TASK DESCRIPTION: Each line from the one containing "Put a dot on each instance of the catcher's black" through the final line below must be reproduced exactly, and no others.
START DATA SUPPLIED
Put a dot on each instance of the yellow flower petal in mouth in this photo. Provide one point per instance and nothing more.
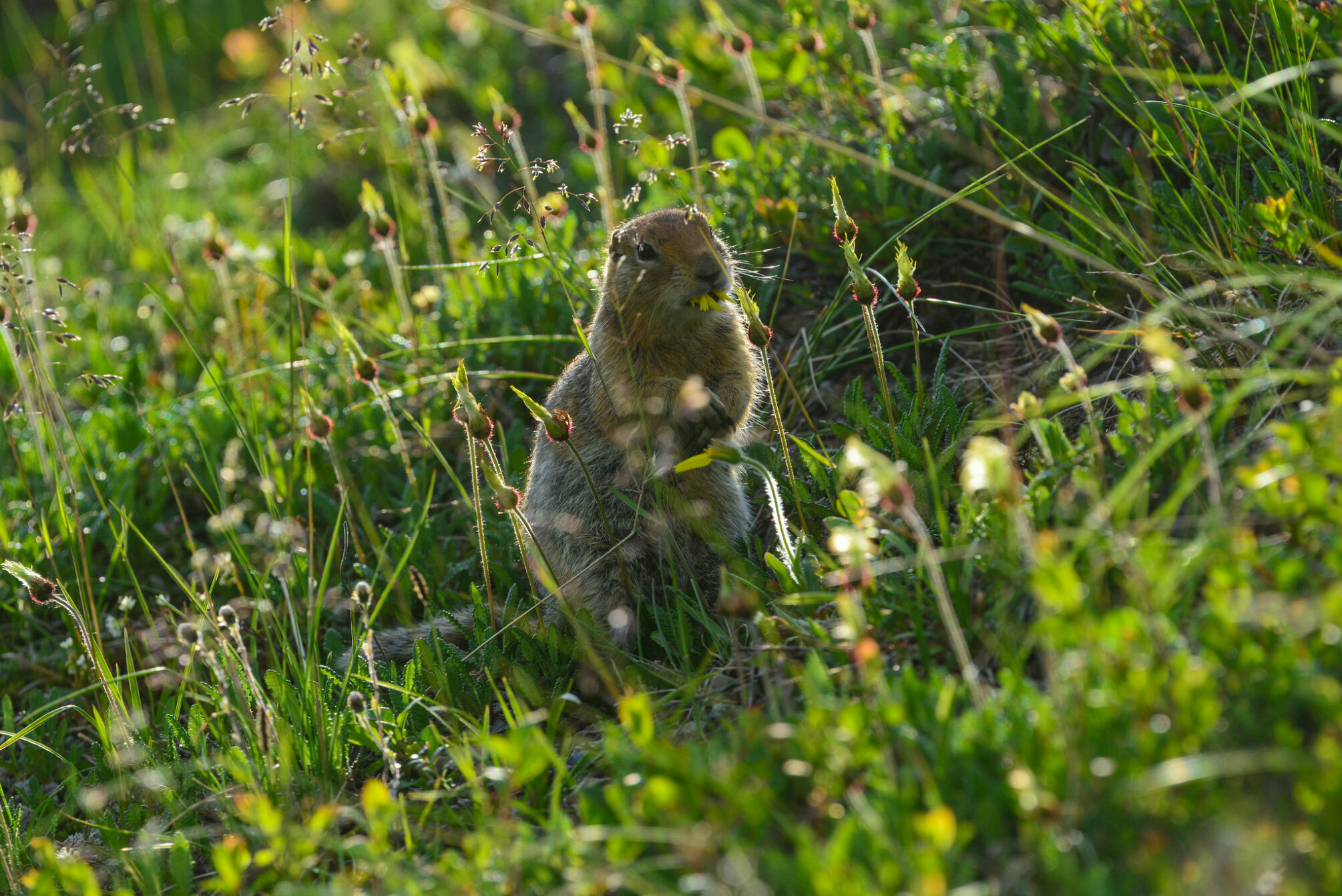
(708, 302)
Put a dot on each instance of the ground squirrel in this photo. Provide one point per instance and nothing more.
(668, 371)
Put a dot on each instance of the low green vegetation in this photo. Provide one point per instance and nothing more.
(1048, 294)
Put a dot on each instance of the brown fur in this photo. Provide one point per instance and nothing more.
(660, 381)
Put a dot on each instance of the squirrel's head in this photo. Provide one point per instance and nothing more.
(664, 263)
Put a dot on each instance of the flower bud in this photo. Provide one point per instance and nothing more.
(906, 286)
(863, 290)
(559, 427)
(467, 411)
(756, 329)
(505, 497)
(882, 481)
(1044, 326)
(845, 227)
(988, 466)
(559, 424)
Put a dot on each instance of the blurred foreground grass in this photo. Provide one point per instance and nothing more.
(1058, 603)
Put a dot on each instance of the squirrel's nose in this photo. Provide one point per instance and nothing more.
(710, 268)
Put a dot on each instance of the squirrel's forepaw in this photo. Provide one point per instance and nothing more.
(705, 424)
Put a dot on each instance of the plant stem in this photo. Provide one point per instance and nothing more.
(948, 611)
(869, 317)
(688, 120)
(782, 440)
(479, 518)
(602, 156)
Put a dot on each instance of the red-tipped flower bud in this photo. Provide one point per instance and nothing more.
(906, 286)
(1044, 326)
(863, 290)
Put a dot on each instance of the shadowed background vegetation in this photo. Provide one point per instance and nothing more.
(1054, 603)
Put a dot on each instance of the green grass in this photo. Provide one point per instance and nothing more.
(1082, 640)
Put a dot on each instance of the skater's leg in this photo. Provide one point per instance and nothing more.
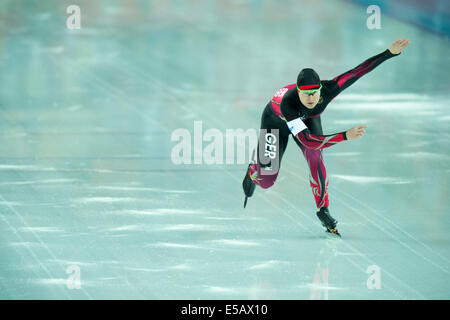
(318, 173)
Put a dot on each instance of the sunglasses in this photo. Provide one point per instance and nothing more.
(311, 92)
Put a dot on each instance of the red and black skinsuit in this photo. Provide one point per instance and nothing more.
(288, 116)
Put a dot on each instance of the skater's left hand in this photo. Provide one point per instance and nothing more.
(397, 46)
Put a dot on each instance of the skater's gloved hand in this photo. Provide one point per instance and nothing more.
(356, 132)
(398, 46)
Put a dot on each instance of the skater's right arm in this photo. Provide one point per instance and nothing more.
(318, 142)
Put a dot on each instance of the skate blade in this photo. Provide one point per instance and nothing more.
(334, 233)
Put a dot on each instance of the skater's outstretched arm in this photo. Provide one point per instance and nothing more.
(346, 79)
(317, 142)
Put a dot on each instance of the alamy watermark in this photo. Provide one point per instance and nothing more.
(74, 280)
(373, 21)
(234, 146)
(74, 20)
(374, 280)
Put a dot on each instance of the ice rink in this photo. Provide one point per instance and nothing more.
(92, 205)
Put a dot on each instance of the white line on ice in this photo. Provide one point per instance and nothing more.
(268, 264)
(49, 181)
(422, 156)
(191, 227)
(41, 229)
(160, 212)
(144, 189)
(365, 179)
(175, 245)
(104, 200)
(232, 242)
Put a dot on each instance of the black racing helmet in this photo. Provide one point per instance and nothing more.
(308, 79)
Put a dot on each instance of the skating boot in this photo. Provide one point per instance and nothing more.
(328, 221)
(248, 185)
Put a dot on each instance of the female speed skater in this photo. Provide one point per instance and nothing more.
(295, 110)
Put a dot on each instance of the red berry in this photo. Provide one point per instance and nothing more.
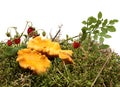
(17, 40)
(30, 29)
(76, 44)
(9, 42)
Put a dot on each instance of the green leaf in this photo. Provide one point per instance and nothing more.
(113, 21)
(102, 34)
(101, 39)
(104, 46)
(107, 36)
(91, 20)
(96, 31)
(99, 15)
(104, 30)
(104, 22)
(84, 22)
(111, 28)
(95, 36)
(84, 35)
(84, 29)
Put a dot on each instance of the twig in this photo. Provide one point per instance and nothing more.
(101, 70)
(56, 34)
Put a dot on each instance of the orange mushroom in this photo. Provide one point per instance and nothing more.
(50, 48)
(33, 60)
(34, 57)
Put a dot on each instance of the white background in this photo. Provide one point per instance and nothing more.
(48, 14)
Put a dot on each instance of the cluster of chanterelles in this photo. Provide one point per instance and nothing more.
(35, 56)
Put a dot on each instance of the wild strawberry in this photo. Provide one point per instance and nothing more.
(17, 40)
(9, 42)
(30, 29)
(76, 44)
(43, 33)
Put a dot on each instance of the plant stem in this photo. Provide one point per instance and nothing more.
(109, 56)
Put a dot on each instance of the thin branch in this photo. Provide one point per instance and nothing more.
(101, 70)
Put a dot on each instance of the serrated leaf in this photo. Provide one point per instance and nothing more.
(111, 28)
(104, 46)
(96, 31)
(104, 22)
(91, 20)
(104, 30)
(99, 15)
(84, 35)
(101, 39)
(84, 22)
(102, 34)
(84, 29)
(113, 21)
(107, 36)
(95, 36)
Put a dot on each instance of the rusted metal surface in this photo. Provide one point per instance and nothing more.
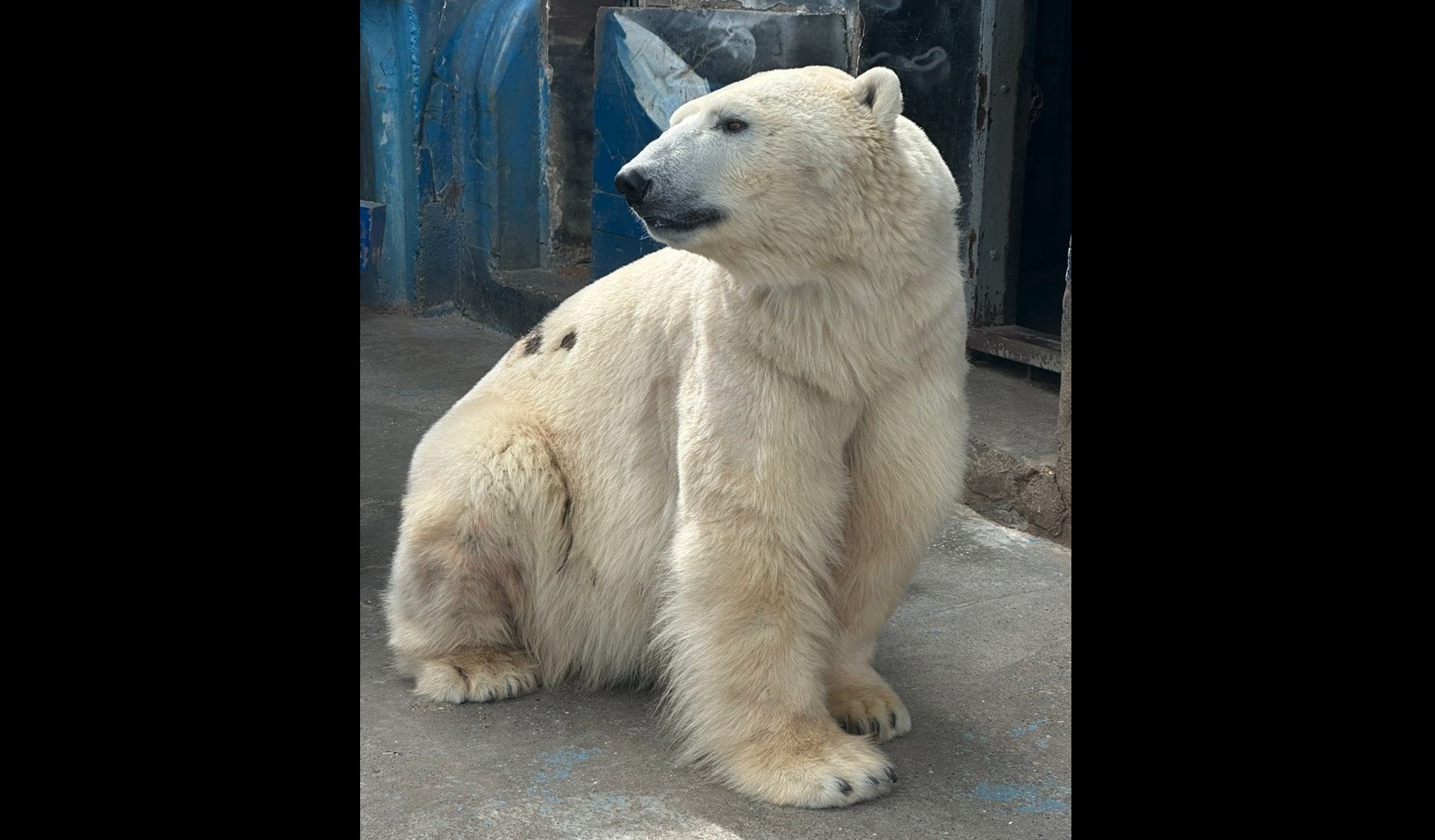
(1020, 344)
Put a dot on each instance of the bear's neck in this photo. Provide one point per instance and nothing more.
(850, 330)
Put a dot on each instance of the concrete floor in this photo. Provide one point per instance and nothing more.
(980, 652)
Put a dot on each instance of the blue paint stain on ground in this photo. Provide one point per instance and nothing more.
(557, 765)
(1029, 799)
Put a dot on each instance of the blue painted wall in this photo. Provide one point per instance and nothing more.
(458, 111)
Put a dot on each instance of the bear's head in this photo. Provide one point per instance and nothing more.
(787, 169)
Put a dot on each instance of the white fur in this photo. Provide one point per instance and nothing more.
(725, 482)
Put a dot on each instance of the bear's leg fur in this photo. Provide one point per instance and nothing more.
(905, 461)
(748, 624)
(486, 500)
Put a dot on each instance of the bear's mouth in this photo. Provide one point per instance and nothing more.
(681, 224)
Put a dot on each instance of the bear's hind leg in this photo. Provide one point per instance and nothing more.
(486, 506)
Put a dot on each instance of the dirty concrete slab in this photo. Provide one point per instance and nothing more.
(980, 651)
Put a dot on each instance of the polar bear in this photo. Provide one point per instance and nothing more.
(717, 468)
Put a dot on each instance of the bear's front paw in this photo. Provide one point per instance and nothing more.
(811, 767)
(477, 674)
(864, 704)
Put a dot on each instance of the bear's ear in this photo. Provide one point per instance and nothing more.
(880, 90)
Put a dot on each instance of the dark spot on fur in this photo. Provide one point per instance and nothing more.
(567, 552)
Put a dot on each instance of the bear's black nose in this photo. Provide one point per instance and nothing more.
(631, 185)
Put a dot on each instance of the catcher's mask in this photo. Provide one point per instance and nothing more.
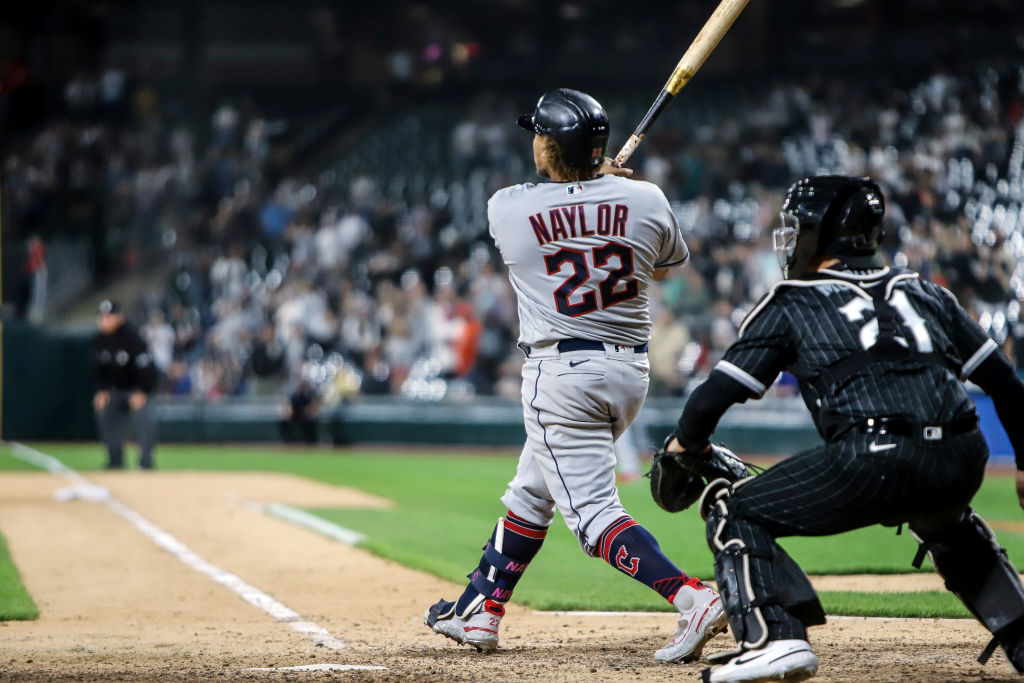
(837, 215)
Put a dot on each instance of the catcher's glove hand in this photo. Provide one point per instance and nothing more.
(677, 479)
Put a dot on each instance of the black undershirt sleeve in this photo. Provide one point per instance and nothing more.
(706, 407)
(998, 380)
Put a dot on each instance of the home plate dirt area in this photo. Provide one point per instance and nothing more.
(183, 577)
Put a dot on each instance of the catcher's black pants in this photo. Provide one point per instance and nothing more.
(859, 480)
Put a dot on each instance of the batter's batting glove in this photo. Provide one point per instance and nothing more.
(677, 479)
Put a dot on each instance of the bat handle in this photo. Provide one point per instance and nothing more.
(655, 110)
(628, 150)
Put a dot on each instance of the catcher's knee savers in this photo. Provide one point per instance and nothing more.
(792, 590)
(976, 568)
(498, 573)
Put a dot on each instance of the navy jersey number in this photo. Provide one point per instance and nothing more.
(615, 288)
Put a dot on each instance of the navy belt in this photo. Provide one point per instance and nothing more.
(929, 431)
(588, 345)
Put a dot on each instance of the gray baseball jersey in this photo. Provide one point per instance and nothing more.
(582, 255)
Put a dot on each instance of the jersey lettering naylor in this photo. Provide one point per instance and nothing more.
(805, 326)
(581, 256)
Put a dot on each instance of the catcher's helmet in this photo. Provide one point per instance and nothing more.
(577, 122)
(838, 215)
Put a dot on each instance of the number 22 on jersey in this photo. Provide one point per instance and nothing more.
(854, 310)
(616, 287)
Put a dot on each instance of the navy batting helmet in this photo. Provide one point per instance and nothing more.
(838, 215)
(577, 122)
END DATA SUPPLIED
COMPLETED TASK:
Put a dot on each instance of the catcher's black pants in this photo. Provide one point per instance and nothing more.
(859, 480)
Put a dot on each instance of the batter's batting glove in this photo. Provide one point per instance and nothing more.
(677, 479)
Put a dot on each instance of the bat handle in this photo. Provide one point per instance and nothing more.
(655, 110)
(628, 150)
Put a dot on each instance of the catcher's knee savers in this photo. Provide one point per instance and nothing more.
(792, 590)
(976, 568)
(498, 573)
Put a dot on each instance of the navy jersey number in this photo. Provide one point per instance and nothing more.
(615, 288)
Put a dot on each instance of the navy belt in this photo. Provide one point per instance and nothing more.
(929, 431)
(588, 345)
Put a dot on each instance of the gray baseball jersey in this photo. Provide one point per instance and nothing more.
(582, 255)
Put a dot on each instance of the jersey lettering naylor in this photo. Provide one point per instance and nothing more.
(805, 326)
(581, 256)
Put a dot on each instance of the catcher's helmet in this photo. Provide one point per instance and nothing more.
(577, 122)
(838, 215)
Put a dot on each instance of the number 22 on jersey in this photo. Provide one point per instance and nothing more.
(854, 310)
(616, 287)
Put a dot on each instance of the navy batting helmet in this photo. Provide one point per instance and nothing more.
(838, 215)
(577, 122)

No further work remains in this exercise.